Task to carry out> With the first line below as the start and the line containing "Sample point: (358,234)" as the end, copy every line between them exactly, ends included.

### Task input

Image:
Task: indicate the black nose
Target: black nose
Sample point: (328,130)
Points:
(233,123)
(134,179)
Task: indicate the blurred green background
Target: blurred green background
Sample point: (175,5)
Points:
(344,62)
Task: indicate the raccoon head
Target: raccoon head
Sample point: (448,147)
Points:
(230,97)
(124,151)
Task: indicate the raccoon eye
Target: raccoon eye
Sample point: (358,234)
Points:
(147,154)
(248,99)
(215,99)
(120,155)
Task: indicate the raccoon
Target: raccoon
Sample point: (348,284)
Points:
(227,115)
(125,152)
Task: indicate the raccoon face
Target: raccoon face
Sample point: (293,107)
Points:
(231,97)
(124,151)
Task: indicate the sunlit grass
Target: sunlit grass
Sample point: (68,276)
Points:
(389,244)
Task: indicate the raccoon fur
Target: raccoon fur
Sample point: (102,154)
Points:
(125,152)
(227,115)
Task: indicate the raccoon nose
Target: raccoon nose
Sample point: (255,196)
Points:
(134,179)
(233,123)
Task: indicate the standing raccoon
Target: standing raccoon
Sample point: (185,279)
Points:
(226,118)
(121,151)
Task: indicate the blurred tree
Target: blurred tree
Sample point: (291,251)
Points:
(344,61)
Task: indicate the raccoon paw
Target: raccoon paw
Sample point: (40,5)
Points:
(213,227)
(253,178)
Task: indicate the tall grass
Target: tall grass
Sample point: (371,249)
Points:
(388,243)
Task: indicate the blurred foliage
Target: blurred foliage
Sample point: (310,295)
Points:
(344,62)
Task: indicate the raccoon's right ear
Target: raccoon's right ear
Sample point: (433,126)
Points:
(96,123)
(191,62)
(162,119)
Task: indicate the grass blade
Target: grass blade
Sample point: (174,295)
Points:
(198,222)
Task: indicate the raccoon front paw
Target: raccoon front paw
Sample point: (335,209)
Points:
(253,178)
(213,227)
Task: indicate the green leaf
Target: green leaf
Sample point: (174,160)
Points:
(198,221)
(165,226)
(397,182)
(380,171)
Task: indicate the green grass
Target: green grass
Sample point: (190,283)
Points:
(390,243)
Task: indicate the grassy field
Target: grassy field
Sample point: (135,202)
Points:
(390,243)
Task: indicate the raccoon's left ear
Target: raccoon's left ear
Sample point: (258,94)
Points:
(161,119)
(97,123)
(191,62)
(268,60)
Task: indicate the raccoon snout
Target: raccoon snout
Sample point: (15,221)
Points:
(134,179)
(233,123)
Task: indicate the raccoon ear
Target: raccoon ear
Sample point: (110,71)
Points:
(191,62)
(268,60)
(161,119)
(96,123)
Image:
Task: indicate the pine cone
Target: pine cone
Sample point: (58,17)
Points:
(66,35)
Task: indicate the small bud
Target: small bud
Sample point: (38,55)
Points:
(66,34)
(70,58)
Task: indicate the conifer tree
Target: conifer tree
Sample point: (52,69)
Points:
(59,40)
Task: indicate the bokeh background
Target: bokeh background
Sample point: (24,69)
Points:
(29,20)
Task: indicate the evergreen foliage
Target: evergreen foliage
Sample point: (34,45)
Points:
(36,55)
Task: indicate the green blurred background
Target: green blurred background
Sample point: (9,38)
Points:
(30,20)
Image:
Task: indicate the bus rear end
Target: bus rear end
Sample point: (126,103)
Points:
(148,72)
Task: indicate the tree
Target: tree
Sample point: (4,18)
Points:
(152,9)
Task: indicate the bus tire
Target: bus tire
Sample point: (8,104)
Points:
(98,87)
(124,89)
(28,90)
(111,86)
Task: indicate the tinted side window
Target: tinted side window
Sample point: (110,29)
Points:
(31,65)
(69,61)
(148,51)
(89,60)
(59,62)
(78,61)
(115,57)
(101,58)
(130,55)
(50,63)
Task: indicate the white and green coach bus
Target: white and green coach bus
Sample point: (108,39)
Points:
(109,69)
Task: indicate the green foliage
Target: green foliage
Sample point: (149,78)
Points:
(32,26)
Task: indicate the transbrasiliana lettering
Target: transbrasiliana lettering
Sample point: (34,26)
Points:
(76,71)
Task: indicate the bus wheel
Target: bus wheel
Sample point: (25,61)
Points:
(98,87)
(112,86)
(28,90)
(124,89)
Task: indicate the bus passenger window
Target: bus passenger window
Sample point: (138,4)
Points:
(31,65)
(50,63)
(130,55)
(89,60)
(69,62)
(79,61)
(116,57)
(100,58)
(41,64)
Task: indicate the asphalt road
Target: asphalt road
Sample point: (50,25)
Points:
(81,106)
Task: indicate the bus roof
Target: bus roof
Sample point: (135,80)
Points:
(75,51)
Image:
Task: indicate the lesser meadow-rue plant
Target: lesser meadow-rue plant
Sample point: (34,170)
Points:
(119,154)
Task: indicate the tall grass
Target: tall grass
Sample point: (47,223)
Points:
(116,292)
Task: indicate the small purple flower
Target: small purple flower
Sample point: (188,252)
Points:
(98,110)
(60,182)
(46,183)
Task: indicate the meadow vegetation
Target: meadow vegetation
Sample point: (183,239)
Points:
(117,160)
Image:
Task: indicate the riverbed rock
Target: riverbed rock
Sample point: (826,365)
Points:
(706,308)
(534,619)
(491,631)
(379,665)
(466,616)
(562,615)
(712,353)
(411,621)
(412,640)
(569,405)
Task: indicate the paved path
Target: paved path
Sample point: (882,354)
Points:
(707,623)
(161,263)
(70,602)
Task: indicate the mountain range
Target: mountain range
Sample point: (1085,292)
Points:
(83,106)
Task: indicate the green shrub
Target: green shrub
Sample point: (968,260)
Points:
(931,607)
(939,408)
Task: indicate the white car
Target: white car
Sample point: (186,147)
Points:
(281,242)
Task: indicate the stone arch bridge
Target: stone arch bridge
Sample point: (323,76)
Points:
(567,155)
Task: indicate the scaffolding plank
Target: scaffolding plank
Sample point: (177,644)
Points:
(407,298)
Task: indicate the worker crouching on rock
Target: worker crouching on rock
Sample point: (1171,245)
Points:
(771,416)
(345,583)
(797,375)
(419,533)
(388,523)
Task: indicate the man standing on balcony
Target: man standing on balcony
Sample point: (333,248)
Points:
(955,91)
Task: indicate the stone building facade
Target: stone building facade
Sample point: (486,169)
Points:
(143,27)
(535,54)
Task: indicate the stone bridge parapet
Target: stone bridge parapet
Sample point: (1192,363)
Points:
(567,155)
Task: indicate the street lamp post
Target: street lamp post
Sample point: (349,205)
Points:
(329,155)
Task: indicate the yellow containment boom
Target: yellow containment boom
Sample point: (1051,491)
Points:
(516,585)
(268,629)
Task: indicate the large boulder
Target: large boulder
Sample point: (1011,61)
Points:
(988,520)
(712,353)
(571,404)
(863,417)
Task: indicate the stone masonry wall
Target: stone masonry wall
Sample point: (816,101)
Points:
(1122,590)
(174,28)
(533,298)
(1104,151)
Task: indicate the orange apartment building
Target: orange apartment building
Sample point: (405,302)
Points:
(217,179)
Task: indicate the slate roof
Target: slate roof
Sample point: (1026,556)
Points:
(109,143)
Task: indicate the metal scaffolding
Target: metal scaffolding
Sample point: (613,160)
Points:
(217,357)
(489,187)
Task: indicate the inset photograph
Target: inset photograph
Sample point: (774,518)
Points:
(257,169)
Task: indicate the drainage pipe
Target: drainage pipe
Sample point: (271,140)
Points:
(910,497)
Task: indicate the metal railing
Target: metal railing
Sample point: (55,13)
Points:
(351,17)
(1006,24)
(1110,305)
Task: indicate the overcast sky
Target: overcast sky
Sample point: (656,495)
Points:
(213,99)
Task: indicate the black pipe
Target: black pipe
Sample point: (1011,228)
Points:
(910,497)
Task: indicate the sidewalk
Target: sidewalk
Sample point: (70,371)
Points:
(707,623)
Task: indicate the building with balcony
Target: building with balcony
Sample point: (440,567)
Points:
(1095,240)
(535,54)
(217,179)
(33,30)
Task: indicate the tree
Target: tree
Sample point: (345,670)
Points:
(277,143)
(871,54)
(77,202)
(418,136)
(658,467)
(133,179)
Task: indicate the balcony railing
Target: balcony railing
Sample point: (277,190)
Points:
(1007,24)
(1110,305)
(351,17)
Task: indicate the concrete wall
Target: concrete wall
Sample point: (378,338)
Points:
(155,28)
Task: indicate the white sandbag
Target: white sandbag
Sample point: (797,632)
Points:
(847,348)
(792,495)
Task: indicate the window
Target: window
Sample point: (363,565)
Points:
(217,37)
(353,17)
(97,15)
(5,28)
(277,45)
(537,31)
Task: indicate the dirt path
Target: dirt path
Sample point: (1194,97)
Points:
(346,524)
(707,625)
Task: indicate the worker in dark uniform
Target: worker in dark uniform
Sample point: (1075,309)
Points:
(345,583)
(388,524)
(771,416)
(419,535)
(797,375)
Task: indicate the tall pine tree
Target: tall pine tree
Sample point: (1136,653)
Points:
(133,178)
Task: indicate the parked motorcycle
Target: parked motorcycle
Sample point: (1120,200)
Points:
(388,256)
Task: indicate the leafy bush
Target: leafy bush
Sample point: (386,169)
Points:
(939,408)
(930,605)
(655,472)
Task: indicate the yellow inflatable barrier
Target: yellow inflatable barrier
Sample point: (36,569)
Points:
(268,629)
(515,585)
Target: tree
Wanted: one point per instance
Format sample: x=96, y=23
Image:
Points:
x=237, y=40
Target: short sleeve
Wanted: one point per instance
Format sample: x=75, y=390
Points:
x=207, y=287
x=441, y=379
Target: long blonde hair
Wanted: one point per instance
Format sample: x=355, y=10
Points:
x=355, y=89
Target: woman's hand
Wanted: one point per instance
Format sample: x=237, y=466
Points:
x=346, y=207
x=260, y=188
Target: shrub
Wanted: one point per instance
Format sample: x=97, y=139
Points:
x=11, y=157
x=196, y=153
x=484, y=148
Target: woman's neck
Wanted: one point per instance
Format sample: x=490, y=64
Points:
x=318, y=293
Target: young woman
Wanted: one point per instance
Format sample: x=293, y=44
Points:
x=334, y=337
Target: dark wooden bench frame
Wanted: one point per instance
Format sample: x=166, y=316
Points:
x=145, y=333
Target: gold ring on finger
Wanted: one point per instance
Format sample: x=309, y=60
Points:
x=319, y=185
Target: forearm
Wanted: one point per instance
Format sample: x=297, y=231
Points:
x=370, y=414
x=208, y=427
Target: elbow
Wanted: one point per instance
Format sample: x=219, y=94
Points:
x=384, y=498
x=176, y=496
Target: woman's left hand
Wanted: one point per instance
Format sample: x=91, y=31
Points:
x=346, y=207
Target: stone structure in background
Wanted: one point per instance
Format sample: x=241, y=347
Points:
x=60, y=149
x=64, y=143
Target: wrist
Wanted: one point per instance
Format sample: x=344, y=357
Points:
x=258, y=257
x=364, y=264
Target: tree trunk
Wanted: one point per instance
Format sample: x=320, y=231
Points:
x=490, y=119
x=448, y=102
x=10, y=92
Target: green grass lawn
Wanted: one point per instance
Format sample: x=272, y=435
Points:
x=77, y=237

######

Worked solution>
Image:
Task: indicate the black nose
Target: black nose
Sample point: (328,130)
Points:
(233,123)
(134,179)
Task: indicate the blurred green background
Target: blurred green background
Sample point: (175,5)
Points:
(344,62)
Task: indicate the raccoon head
Target: raccoon head
Sample point: (448,147)
Points:
(230,97)
(124,151)
Task: indicate the raccoon eye
Target: raccoon eye
Sample point: (358,234)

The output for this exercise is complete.